DESCRIPTION OF THE TASK — Extract all records. Keep each one exact.

>>

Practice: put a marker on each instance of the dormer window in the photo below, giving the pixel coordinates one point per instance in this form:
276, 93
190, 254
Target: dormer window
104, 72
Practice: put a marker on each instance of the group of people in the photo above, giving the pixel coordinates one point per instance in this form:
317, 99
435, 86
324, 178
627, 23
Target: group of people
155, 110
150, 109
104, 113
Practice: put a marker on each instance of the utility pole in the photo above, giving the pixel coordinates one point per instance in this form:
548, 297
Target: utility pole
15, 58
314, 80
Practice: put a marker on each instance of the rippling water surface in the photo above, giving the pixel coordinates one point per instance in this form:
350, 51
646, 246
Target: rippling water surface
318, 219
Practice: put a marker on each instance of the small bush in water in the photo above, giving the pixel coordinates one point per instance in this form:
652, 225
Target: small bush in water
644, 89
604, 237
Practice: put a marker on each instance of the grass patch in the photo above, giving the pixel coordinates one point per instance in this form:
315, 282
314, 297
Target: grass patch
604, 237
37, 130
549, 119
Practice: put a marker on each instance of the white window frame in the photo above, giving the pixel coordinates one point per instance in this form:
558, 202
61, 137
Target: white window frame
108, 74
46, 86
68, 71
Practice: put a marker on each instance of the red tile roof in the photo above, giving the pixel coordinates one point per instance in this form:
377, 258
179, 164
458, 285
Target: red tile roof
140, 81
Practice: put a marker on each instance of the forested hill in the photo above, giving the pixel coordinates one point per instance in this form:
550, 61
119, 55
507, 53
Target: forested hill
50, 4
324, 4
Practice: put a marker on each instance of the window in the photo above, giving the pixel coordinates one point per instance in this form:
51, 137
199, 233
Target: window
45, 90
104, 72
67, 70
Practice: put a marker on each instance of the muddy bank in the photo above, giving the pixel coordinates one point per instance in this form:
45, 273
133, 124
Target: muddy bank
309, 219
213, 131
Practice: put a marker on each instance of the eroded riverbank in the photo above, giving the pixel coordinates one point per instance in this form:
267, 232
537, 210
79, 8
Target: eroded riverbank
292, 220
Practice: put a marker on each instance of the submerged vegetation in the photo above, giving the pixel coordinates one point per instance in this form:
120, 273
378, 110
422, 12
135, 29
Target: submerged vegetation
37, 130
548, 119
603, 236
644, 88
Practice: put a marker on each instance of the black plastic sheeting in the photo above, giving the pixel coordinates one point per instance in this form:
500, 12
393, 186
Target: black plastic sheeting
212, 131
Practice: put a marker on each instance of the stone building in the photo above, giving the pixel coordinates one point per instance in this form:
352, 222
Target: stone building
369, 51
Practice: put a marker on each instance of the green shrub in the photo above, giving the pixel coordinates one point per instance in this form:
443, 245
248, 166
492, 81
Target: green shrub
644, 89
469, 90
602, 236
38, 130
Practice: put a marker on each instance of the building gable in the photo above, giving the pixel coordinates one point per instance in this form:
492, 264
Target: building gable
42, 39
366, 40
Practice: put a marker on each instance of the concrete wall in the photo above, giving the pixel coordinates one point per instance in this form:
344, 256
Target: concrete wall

<<

RESPONSE —
Practice: put a marker on each instance of the dormer window in the photo below, giving the pixel coordinates one point per instance in this form:
276, 93
190, 254
Target: dormer window
104, 72
Practice: put a marker on each instance of the group of people in the photo above, giving the pixel coordinates one point per instance in this form:
317, 99
435, 86
324, 178
627, 23
Target: group of people
155, 110
150, 109
104, 113
Practice: put a marker on each instance of the utility pole in the photo above, giving the pixel coordinates one point per instance in this form:
548, 297
Target: utility pole
15, 58
314, 80
Practice: put a marker on each instance of the rippling water surface in the photo above, giving the pixel coordinates one point per instance in this form:
350, 51
646, 246
Target: rippling water surface
318, 219
Practice: put a marker on each instance of the small bush in water in the photo above, giving the pixel coordinates one point per instance in this form:
652, 225
Target: small bush in water
644, 89
604, 237
Practice: put a marker on each instance of the grass patch in the photo above, giving the pixel coordinates one point per instance in this form:
315, 282
314, 297
Target: grass patch
604, 237
37, 130
549, 119
Practice: put a marker on each instance of the white window frame in the photo above, giving the pixel coordinates one point per instance in this form:
558, 202
61, 137
Target: white window frame
108, 74
46, 86
68, 71
Practice: put a marker on each instance of the red tile roof in the photo above, giving the pixel coordinates one point per instance in this form:
377, 258
179, 164
458, 285
Target: red tile roof
140, 81
Practice: put a marker on each instance of the forested hill in the photo above, giving the pixel coordinates one point per instance in this form:
550, 61
119, 55
507, 53
Target: forested hill
50, 4
324, 4
Practice: put a marker on each instance of the window in the photo above, giving the pixel coordinates one point per instance in this form:
51, 137
199, 233
Target: window
45, 90
104, 72
67, 70
Practice: put a marker on each instance of the muddy bank in the photo above, giving the pixel coordinates one point per instance in this form:
45, 273
133, 124
Target: muddy bank
309, 219
213, 131
Practice: put a marker on each instance of the eroded riverbank in the photo above, giving the pixel coordinates one point per instance in this form:
267, 232
537, 210
79, 8
Target: eroded riverbank
292, 220
Practice: put a marker on each instance of the submerged vegetation in the photo above, giving the pixel coordinates one point per instance in this form:
120, 273
378, 110
422, 12
135, 29
Target: submerged vegetation
37, 130
548, 119
603, 236
644, 88
Practice: put a marker on each instance of the black plastic sheeting in the photo above, giving the pixel coordinates one point per instance in this form:
500, 12
393, 186
Target: black plastic sheeting
212, 131
Practice: put a marker on each instance of the stone building in the photo above, giving the pixel coordinates one point per instance in this form:
352, 222
Target: stone building
369, 51
Practice: put a marker on each instance of the green shrub in the photo above, giving the pixel coordinates one point per instance in this form:
443, 245
248, 166
492, 81
Target: green shrub
644, 89
469, 90
602, 236
38, 130
Practice: put a marker on each instance of the building gable in the photo above, giving the pixel coordinates one point per instance in this form:
492, 264
Target: building gable
42, 39
366, 40
Practice: put a marker on each instance of the concrete wall in the photo above, giving the pixel coordinates one point per instance in this form:
344, 256
Target: concrete wall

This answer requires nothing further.